### [DIRECTION]
Copy the records again, starting at the line that contains "One point belongs to each instance of the beige" and stopping after the line that contains "129], [415, 209]]", with every "garlic clove" renamed to "shallot" and nothing else changed.

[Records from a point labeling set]
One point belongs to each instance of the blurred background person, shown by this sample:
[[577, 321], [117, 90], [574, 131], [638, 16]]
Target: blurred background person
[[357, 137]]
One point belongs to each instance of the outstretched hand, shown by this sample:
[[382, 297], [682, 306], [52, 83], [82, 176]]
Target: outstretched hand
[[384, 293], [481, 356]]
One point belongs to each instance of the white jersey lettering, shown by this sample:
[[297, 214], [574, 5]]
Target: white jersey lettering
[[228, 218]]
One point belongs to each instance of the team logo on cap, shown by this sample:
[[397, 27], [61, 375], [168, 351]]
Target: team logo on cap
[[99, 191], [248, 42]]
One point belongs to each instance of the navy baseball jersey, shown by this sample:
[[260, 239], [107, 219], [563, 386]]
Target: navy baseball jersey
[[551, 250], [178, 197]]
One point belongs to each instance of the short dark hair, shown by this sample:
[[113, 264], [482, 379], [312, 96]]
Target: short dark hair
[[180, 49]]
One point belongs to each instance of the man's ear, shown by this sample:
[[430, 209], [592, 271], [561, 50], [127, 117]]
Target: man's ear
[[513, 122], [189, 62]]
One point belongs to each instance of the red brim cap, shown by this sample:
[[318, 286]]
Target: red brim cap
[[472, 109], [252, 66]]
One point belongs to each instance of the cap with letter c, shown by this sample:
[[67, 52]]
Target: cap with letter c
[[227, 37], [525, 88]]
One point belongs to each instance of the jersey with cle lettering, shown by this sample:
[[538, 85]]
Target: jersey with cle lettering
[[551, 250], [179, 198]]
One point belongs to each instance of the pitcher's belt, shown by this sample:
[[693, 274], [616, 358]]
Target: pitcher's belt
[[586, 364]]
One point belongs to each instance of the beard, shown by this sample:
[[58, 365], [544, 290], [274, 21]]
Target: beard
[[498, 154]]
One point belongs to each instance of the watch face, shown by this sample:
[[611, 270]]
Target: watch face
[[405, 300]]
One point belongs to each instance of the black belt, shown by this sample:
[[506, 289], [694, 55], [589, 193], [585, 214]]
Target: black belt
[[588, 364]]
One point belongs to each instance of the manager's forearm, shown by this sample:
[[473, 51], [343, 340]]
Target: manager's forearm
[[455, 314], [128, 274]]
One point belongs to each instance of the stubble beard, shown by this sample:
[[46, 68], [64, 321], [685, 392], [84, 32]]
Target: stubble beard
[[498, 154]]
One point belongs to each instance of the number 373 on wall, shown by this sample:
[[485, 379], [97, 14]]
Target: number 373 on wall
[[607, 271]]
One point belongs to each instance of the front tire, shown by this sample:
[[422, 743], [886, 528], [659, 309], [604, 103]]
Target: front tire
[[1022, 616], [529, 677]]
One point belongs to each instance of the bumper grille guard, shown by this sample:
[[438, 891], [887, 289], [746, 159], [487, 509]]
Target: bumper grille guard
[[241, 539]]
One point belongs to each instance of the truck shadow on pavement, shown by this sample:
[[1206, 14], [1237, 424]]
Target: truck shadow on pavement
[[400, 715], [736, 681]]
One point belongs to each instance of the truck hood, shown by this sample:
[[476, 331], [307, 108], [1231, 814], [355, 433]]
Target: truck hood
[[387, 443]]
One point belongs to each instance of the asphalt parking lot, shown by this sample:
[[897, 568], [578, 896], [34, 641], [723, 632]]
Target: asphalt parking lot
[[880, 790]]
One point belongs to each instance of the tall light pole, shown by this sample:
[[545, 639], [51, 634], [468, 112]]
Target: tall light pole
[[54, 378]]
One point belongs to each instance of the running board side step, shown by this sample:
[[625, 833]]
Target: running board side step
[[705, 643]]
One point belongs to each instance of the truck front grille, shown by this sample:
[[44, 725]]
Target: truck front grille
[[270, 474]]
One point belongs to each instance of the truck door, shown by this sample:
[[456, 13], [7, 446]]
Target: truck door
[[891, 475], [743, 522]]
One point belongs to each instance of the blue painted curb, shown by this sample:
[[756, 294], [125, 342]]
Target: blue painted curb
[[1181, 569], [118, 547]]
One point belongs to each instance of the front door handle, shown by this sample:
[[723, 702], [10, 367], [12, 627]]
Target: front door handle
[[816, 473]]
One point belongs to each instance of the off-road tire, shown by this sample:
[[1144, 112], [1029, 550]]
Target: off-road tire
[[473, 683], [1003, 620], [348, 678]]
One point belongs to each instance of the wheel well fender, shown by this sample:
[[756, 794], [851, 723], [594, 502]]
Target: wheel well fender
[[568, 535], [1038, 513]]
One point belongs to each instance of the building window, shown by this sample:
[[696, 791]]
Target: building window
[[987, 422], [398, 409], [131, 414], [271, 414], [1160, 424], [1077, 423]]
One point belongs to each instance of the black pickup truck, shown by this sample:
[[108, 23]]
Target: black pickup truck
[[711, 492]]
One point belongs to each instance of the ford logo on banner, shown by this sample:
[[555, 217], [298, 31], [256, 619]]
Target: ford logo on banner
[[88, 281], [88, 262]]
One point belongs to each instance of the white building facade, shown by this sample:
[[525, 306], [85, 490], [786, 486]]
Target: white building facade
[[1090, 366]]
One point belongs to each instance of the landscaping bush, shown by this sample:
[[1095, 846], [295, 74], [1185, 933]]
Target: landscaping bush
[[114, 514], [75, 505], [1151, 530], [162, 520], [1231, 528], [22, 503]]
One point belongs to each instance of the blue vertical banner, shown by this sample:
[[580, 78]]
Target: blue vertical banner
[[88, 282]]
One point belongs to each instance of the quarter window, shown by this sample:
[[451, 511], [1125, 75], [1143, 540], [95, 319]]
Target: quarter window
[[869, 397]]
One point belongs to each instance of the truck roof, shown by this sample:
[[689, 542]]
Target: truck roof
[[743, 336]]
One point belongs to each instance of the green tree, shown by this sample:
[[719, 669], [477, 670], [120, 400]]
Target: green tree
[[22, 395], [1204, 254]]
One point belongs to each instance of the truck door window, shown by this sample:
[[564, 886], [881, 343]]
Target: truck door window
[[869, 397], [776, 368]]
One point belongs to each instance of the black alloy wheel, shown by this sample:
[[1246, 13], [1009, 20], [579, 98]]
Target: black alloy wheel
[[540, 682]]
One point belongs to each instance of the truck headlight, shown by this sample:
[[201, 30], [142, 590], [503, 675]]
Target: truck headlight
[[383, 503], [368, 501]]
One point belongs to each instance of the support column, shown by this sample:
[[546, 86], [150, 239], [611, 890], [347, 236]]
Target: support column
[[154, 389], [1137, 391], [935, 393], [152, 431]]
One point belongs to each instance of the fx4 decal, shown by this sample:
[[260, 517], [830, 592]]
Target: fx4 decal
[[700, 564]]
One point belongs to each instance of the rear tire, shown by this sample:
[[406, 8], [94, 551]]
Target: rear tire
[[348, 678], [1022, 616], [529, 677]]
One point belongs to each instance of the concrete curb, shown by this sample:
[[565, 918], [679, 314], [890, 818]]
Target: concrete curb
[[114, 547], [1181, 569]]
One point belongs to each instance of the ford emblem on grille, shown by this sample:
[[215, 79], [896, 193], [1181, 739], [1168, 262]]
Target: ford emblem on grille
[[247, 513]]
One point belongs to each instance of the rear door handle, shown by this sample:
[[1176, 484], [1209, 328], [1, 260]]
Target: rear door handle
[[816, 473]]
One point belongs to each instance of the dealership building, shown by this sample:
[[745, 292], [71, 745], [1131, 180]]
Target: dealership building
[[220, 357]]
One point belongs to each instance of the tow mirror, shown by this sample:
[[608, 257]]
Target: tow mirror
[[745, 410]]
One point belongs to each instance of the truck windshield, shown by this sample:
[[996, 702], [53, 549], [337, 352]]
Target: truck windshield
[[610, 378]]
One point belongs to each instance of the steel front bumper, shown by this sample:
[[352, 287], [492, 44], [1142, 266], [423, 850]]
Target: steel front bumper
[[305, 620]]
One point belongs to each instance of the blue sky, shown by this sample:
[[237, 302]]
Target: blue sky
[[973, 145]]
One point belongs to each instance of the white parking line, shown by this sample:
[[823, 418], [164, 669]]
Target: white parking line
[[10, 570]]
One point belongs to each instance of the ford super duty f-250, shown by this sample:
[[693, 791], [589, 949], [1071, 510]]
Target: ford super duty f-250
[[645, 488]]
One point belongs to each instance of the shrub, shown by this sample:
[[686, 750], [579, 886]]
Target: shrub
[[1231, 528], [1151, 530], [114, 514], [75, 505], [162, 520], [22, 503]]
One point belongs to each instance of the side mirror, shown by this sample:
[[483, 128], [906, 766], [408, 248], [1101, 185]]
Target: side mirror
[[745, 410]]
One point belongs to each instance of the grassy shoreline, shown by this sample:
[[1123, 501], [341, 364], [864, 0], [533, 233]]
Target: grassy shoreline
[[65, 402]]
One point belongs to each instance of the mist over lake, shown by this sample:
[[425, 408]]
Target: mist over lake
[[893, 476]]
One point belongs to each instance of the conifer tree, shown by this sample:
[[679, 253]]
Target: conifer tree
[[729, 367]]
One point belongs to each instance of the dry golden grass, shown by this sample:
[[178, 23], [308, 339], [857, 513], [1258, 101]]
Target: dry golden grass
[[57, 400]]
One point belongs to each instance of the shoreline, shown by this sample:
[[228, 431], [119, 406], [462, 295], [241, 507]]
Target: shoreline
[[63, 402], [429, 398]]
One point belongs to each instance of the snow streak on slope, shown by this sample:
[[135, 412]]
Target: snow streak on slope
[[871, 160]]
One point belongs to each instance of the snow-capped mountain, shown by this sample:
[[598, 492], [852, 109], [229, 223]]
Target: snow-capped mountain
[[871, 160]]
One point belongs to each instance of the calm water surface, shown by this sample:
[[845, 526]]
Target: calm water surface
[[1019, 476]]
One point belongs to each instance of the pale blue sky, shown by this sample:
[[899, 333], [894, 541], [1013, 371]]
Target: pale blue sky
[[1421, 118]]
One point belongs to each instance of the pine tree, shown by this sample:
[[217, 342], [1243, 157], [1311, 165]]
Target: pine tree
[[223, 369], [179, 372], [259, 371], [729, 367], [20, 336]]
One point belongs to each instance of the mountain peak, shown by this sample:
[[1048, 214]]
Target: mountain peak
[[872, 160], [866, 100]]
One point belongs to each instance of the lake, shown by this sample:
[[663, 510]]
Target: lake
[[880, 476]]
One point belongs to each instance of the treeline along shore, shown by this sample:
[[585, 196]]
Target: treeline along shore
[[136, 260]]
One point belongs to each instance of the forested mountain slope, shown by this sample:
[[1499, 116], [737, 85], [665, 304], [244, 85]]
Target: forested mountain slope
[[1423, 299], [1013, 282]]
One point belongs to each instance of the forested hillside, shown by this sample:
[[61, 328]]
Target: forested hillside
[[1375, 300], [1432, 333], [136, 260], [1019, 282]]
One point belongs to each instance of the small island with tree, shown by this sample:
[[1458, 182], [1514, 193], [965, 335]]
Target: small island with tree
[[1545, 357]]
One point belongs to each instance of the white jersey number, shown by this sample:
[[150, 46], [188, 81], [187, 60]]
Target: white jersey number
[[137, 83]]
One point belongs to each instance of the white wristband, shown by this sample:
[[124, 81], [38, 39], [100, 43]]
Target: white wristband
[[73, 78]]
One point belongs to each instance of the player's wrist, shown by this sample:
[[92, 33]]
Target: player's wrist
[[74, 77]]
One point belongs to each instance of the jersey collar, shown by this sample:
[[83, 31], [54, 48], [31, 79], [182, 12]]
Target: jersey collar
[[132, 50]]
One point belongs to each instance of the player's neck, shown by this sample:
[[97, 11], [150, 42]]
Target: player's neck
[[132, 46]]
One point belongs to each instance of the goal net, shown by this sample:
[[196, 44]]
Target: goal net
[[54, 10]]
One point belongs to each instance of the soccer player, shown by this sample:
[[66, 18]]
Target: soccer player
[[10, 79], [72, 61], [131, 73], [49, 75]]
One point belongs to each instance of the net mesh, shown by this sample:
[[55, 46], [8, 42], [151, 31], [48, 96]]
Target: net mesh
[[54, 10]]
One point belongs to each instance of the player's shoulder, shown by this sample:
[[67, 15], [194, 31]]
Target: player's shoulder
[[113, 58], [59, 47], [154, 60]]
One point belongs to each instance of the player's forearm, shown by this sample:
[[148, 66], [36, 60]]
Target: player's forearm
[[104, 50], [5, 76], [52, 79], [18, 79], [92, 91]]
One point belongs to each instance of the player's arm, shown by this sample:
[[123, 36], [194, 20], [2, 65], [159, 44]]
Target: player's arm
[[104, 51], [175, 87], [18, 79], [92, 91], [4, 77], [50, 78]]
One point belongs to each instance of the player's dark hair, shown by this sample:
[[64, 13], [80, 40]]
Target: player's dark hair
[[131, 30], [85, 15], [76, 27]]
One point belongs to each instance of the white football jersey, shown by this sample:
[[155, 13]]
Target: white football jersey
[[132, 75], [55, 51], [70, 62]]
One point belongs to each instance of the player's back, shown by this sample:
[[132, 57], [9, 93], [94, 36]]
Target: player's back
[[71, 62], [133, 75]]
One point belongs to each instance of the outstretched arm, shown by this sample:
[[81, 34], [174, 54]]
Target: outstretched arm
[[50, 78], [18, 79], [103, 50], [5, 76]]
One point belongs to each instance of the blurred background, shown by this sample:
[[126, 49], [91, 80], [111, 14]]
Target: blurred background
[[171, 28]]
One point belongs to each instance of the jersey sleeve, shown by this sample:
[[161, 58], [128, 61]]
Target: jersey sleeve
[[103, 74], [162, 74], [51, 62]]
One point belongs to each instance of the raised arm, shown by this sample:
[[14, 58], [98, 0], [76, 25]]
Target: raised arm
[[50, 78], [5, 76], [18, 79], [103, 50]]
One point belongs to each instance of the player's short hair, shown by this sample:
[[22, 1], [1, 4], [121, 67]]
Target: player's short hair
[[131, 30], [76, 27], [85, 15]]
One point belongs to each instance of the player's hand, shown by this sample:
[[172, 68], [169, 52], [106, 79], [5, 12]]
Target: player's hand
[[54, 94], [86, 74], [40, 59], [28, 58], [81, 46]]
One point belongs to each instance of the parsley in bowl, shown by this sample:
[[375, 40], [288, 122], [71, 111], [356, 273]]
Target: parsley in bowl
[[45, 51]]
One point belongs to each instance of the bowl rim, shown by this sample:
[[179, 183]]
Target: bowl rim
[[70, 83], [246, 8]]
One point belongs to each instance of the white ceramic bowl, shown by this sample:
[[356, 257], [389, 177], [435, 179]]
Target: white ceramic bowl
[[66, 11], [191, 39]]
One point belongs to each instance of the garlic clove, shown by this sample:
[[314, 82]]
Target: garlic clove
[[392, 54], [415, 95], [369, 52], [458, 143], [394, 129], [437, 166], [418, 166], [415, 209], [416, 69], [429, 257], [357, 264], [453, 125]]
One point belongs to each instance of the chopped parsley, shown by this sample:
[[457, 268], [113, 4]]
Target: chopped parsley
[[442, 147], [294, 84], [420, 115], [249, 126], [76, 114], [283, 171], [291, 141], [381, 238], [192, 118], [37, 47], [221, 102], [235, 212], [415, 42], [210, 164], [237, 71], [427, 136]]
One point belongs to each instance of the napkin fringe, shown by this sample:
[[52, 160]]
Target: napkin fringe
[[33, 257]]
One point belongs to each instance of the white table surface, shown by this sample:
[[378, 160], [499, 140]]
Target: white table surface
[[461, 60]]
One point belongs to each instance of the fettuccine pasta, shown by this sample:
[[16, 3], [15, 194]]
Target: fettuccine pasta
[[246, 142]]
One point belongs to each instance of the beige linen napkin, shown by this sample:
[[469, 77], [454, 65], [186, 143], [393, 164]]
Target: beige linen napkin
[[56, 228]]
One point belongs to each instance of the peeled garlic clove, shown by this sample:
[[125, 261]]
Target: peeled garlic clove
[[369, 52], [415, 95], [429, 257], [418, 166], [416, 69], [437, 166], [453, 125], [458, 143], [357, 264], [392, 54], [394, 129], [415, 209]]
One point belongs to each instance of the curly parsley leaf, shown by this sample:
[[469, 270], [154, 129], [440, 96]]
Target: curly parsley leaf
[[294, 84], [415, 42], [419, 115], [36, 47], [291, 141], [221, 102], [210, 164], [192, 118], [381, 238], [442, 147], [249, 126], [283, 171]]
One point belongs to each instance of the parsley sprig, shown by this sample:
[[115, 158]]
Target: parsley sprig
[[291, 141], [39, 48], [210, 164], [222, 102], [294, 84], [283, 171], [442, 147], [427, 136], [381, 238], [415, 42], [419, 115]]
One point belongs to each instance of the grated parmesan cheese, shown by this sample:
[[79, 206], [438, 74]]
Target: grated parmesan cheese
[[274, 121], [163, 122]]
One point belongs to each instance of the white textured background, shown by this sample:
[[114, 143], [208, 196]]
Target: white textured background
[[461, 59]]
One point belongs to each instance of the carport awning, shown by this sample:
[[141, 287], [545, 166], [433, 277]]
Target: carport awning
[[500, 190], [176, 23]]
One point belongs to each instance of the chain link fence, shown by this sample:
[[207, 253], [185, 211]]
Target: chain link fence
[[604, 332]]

### [WRITTEN RESPONSE]
One point belongs to each instance of the beige linen napkin, shown by this sample:
[[469, 77], [454, 65], [186, 143], [393, 164]]
Target: beige linen napkin
[[56, 228]]
One point belongs to each instance of the peeled shallot, shown by this sample:
[[125, 261]]
Target: peeled shallot
[[369, 52], [415, 95], [429, 257], [418, 166], [416, 69], [437, 166], [453, 125], [458, 143], [357, 264], [392, 54], [394, 129], [415, 209]]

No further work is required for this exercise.